• [PROBLEM STATEMENT]: Take the entries below and reproduce them word for word.

A block of data:
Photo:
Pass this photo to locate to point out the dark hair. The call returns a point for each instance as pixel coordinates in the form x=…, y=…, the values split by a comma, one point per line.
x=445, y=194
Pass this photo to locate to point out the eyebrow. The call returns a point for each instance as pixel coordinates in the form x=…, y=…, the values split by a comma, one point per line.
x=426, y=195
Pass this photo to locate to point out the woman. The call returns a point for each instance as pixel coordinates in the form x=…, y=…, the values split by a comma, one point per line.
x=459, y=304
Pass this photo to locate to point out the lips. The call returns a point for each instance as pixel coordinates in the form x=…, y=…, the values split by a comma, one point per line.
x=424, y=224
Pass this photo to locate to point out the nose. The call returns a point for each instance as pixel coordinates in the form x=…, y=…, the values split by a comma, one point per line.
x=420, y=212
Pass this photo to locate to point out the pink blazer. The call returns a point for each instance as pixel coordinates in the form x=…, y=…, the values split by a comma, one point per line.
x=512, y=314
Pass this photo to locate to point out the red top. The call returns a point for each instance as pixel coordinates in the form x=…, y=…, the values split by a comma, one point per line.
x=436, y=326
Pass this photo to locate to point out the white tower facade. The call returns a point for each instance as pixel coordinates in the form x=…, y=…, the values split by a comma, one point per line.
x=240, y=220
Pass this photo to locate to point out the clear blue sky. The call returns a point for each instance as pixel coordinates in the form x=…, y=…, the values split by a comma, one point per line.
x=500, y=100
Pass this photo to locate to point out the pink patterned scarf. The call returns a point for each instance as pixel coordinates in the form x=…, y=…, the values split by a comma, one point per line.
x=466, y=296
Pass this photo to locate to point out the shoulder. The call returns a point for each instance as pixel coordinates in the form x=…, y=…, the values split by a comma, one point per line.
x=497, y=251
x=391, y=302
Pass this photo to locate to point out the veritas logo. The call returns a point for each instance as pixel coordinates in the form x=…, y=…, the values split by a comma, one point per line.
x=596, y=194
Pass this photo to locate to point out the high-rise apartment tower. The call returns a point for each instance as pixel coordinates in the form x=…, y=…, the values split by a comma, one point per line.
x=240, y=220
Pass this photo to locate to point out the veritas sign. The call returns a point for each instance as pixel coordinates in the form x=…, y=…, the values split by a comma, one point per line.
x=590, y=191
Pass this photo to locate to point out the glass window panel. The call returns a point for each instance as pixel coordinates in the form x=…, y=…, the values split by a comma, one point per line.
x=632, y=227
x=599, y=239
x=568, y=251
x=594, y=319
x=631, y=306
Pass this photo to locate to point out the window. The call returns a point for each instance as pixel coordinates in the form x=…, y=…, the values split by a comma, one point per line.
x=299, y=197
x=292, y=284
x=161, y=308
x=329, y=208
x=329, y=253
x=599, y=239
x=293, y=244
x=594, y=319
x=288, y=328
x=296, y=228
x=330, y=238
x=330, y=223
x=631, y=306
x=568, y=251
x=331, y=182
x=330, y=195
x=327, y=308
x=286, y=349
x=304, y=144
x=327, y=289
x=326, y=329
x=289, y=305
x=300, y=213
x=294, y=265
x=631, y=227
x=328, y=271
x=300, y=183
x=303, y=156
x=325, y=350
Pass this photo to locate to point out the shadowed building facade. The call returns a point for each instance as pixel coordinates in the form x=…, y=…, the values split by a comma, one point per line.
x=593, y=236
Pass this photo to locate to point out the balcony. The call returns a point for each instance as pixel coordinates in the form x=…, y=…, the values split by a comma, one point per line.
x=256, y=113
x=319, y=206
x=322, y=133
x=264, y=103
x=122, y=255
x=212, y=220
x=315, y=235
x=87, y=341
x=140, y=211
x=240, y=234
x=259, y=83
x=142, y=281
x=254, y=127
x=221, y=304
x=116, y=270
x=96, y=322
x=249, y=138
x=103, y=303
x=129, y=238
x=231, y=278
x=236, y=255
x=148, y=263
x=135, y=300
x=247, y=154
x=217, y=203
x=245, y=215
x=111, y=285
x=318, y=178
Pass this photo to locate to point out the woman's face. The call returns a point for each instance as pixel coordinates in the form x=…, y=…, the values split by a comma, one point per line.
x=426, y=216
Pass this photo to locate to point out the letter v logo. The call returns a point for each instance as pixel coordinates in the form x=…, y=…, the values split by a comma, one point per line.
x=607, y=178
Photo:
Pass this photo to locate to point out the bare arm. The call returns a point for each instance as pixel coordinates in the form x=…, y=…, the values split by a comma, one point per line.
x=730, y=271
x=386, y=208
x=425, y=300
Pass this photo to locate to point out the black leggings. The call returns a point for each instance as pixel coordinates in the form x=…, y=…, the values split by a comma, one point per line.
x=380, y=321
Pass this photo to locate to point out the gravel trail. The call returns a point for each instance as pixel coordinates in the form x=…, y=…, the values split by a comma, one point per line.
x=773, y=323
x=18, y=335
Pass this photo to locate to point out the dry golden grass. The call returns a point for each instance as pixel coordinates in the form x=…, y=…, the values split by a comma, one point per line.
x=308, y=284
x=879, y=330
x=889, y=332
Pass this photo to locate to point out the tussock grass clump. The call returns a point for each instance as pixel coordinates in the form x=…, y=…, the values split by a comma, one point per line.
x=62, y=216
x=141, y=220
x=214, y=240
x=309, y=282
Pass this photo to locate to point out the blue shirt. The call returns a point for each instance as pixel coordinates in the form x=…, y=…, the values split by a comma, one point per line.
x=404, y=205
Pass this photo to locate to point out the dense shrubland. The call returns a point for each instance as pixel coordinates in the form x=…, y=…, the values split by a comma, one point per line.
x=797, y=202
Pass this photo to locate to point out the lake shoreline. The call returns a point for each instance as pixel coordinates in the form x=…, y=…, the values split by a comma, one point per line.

• [RESPONSE TO THIS EXERCISE]:
Photo:
Pass this photo to locate to point out the dark hair. The call returns a point for each instance as pixel coordinates in the form x=…, y=…, the values split by a comma, one point per line.
x=445, y=194
Pass this photo to locate to point out the eyebrow. The call returns a point for each instance as pixel coordinates in the form x=…, y=…, the values split by a comma, one point per line.
x=426, y=195
Pass this photo to locate to point out the woman. The call returns a point for each instance as pixel coordinates in the form x=…, y=…, the values split by a comma, one point per line.
x=459, y=304
Pass this photo to locate to point out the lips. The call returns a point for each instance as pixel coordinates in the form x=…, y=…, the values split by a comma, one point per line.
x=424, y=224
Pass this photo to locate to point out the nose. The call returns a point for each instance as pixel coordinates in the form x=…, y=…, the values split by a comma, one point per line.
x=420, y=212
Pass this photo to locate to point out the pink blazer. The call returns a point for each instance as pixel coordinates in the form x=…, y=…, the values split by a comma, one point per line.
x=512, y=314
Pass this photo to locate to point out the red top. The call returns a point for each instance as pixel coordinates in the form x=…, y=…, the values split by a comma, one point per line.
x=436, y=326
Pass this photo to locate to point out the white tower facade. The call returns a point for each instance as pixel coordinates in the form x=…, y=…, the values split by a comma, one point per line.
x=240, y=220
Pass this photo to locate to point out the clear blue sky. The call returns a point for each instance as pixel coordinates in the form x=…, y=…, the values split by a comma, one point per line.
x=500, y=100
Pass this photo to locate to point out the pink patterned scarf. The call returns a point for each instance as pixel coordinates in the form x=…, y=…, the values split by a comma, one point per line.
x=466, y=296
Pass this photo to locate to point out the shoulder. The call returns a point for each instance as pixel coordinates in the form x=…, y=…, the values split by a comma, one point per line.
x=497, y=251
x=391, y=302
Pass this photo to locate to point out the veritas logo. The call returns a point for each instance as pixel coordinates in the form x=…, y=…, the values split by a comma, one point per line.
x=596, y=194
Pass this photo to locate to point out the high-rise apartment tower. The call returns a point for each instance as pixel coordinates in the form x=…, y=…, the values split by a comma, one point per line.
x=240, y=220
Pass this photo to locate to point out the veritas sign. The call returns a point for each instance as pixel coordinates in the form x=…, y=…, the values split by a comma, one point per line.
x=590, y=191
Pass this photo to locate to point out the glass window panel. The call returns a point for each instance as pixel coordinates in the form x=…, y=…, the values split by a comma, one point per line.
x=632, y=227
x=599, y=239
x=568, y=251
x=594, y=319
x=631, y=306
Pass this photo to locate to point out the window. The call returns a point for each instance as pixel coordinates in the form x=…, y=…, the values split by a comma, one point per line.
x=299, y=197
x=292, y=284
x=161, y=308
x=329, y=208
x=329, y=253
x=599, y=239
x=293, y=244
x=594, y=319
x=288, y=328
x=296, y=228
x=330, y=238
x=330, y=223
x=631, y=306
x=568, y=251
x=331, y=182
x=330, y=195
x=327, y=308
x=286, y=349
x=304, y=144
x=327, y=289
x=326, y=329
x=289, y=305
x=300, y=213
x=294, y=265
x=631, y=227
x=328, y=271
x=300, y=183
x=303, y=156
x=325, y=350
Pass this photo to locate to point out the shadowed building facade. The call returns a point for each instance as pixel coordinates in the form x=…, y=…, the values split by a comma, one point per line.
x=593, y=236
Pass this photo to locate to point out the balcony. The call returns a point for each instance as pixel coordinates in the form x=…, y=…, the values split by a comma, one point per line.
x=256, y=113
x=319, y=206
x=322, y=133
x=264, y=103
x=122, y=255
x=212, y=220
x=315, y=235
x=87, y=341
x=140, y=211
x=240, y=234
x=259, y=83
x=142, y=281
x=254, y=127
x=221, y=304
x=116, y=270
x=96, y=322
x=249, y=138
x=103, y=303
x=129, y=238
x=231, y=278
x=236, y=255
x=148, y=263
x=135, y=300
x=247, y=154
x=217, y=203
x=245, y=215
x=111, y=285
x=318, y=178
Pass this photo to locate to point out the woman's face. The call returns a point for each instance as pixel coordinates in the form x=…, y=…, the values split by a comma, one point per line.
x=426, y=216
Pass this photo to locate to point out the letter v logo. The call returns a point for each instance as pixel coordinates in the form x=…, y=…, the values split by a comma, one point per line.
x=607, y=178
Photo:
Pass this photo to locate to point out the bare arm. The call returns a point for each instance as pixel coordinates in the form x=…, y=…, the values split by a comma, one point per line.
x=730, y=271
x=386, y=208
x=425, y=300
Pass this photo to locate to point out the black leggings. The call returns a point for each instance as pixel coordinates in the form x=…, y=…, the values split by a comma, one point per line.
x=380, y=321
Pass this photo to locate to point out the gravel trail. The call returns a point for each instance as pixel coordinates in the form x=…, y=…, the values split by a comma, one point per line.
x=773, y=323
x=18, y=335
Pass this photo to locate to point out the dry golden grass. The call returns a point for each instance as pixel coordinates in the form x=…, y=…, the values split by a comma, one point per line.
x=308, y=284
x=879, y=330
x=889, y=332
Pass this photo to locate to point out the tussock grass clump. The call returns a point for each instance as pixel coordinates in the form x=…, y=…, the values split by a comma, one point per line.
x=62, y=216
x=141, y=220
x=214, y=240
x=309, y=282
Pass this photo to locate to point out the blue shirt. The call returns a point for each instance as pixel coordinates in the form x=…, y=…, the values split by a comma, one point per line.
x=404, y=205
Pass this photo to locate to point out the dense shrubland. The call returns a point for each instance as pixel coordinates in the form x=…, y=…, the values split by a comma, one point per line.
x=797, y=202
Pass this photo to locate to point out the lake shoreline. The call returns a point for each instance as pixel coordinates in the form x=…, y=…, the values split by a comma, one point per line.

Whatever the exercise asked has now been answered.